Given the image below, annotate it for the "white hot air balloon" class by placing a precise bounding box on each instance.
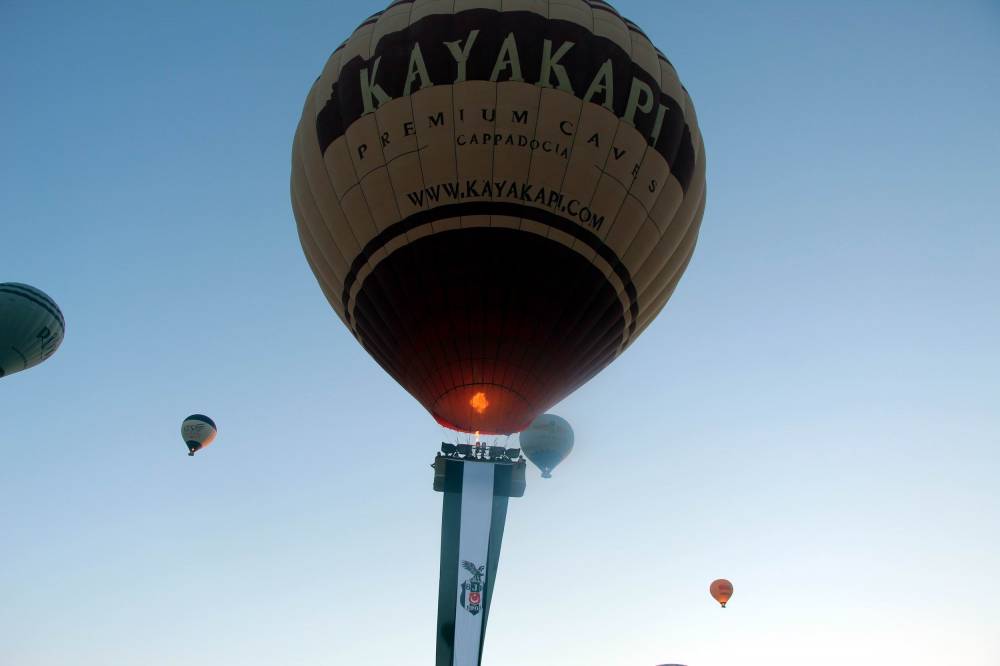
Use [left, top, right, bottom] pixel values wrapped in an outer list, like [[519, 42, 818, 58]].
[[520, 414, 573, 479], [181, 414, 219, 456]]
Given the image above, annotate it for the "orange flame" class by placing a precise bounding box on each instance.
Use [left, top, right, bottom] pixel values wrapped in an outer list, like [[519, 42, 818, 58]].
[[469, 391, 490, 414]]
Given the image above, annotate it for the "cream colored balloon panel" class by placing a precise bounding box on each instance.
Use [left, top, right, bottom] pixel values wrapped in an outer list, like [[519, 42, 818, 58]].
[[604, 121, 649, 189], [317, 136, 358, 199], [629, 148, 680, 215], [371, 3, 412, 49], [593, 8, 632, 53], [622, 218, 660, 285], [493, 81, 541, 180], [410, 0, 455, 25], [633, 208, 701, 339], [528, 88, 581, 192], [498, 0, 549, 17], [636, 140, 705, 292], [549, 0, 594, 30], [340, 186, 378, 260], [375, 98, 424, 222], [604, 196, 648, 274], [658, 58, 687, 111], [633, 184, 699, 301], [340, 23, 375, 66], [649, 175, 684, 233], [361, 167, 400, 232], [562, 104, 618, 213], [372, 97, 418, 164], [628, 30, 661, 81], [637, 184, 705, 302], [293, 165, 356, 285], [292, 193, 346, 323], [293, 114, 362, 260], [454, 0, 502, 14], [344, 113, 385, 181], [292, 222, 347, 326], [292, 154, 348, 280], [584, 169, 628, 241], [388, 151, 424, 219], [453, 81, 497, 187]]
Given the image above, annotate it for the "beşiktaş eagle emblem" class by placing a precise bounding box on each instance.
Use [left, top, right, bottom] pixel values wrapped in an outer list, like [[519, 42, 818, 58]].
[[458, 560, 486, 615]]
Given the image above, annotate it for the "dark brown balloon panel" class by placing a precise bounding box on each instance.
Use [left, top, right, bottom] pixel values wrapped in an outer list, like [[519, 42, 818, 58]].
[[292, 0, 705, 433]]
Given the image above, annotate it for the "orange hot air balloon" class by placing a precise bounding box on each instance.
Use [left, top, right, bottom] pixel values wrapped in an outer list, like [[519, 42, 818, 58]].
[[708, 578, 733, 608]]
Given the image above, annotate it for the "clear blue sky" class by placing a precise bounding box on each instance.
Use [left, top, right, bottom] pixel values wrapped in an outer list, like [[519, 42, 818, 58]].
[[0, 0, 1000, 666]]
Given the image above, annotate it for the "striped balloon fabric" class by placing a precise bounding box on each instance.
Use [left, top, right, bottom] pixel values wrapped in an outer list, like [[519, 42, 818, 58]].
[[291, 0, 706, 434], [0, 282, 66, 377]]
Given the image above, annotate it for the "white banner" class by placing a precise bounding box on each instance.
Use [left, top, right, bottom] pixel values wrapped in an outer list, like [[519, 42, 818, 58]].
[[453, 462, 494, 666]]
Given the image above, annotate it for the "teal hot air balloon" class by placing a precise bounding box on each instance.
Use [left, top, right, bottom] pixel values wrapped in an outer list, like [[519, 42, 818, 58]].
[[181, 414, 219, 456], [0, 282, 66, 377], [520, 414, 573, 479]]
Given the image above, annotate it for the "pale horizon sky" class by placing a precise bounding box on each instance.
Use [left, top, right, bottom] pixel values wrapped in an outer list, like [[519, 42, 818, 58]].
[[0, 0, 1000, 666]]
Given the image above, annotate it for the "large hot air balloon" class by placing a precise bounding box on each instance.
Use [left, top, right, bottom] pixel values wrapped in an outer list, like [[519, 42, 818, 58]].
[[520, 414, 573, 479], [0, 282, 66, 377], [291, 0, 705, 434], [181, 414, 219, 456], [708, 578, 733, 608]]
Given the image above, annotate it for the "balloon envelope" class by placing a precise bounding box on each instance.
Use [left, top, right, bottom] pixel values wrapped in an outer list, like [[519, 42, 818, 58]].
[[181, 414, 219, 456], [520, 414, 573, 479], [708, 578, 733, 608], [0, 282, 66, 377], [291, 0, 705, 434]]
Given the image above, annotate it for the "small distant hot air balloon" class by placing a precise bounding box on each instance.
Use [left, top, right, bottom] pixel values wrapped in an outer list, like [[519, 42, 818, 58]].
[[708, 578, 733, 608], [181, 414, 219, 456], [520, 414, 573, 479], [0, 282, 66, 377]]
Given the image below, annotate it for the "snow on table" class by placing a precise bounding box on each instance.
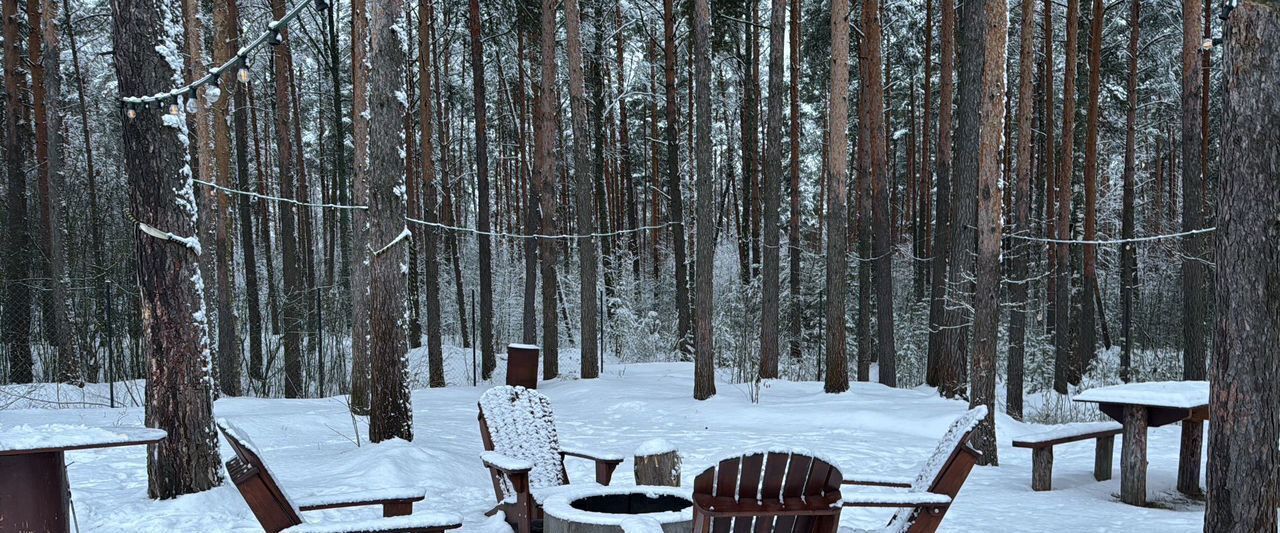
·····
**SHORT TASK**: Write out again the stretch from the start of the entries through the line containing "[[520, 414, 573, 479], [181, 414, 219, 456]]", requests included, and add -18 to every bounding box coordinate in the answers. Leave the pictures out.

**EXERCISE RESPONSE**:
Given the image below, annotate it for the "white hot air balloon" class by placing a precise bounding box on each instance.
Use [left, top, right, bottom] pixel values wrapped in an outer list, like [[519, 42, 818, 58]].
[[502, 396, 555, 461], [163, 396, 201, 438]]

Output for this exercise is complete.